> [Data for this task]
++++++
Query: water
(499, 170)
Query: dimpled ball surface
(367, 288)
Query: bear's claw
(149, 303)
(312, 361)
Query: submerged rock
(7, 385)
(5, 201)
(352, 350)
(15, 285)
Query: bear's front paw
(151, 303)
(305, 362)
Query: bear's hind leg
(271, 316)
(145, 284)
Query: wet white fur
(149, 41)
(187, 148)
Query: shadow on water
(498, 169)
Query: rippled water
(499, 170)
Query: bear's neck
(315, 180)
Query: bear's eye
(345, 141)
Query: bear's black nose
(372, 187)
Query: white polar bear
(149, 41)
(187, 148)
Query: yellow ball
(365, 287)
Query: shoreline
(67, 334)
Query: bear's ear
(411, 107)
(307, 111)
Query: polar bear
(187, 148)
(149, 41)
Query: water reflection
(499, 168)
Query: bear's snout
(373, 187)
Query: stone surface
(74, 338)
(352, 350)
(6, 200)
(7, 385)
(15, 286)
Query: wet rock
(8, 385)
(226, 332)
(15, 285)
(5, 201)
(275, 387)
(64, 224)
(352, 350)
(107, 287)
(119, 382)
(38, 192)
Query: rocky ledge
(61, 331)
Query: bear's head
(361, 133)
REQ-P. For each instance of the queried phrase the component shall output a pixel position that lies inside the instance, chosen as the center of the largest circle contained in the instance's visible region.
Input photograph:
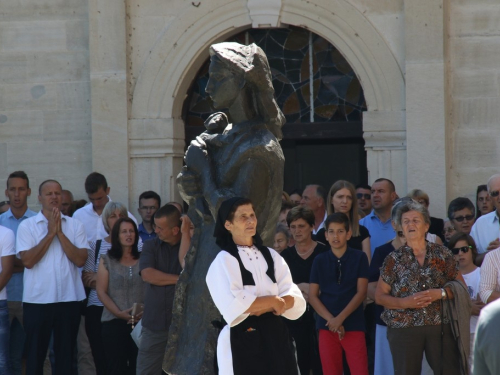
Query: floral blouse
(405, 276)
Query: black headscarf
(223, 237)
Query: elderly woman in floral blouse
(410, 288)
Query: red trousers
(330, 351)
++++++
> [Aim of the task]
Output exactly the lines from the one containing "Query: water reflection" through the last line of the records above, both included, and leave out the pictures.

> [Result below]
Query: water reflection
(499, 168)
Query: bear's snout
(373, 187)
Query: stone surface
(74, 338)
(352, 350)
(6, 200)
(7, 385)
(15, 286)
Query: wet rock
(8, 385)
(226, 332)
(15, 285)
(5, 201)
(275, 387)
(64, 224)
(352, 350)
(107, 287)
(119, 382)
(38, 192)
Query: rocky ledge
(61, 331)
Query: bear's head
(361, 133)
REQ-P. For each instance of the queried phrase the component shall output a pixel position that lies inside the instance, chosen as the center of the largest circle contained in the instance's visible region.
Input photograph:
Query: floral blouse
(405, 276)
Query: black headscarf
(223, 237)
Query: elderly woman in floral blouse
(410, 288)
Query: red trousers
(330, 351)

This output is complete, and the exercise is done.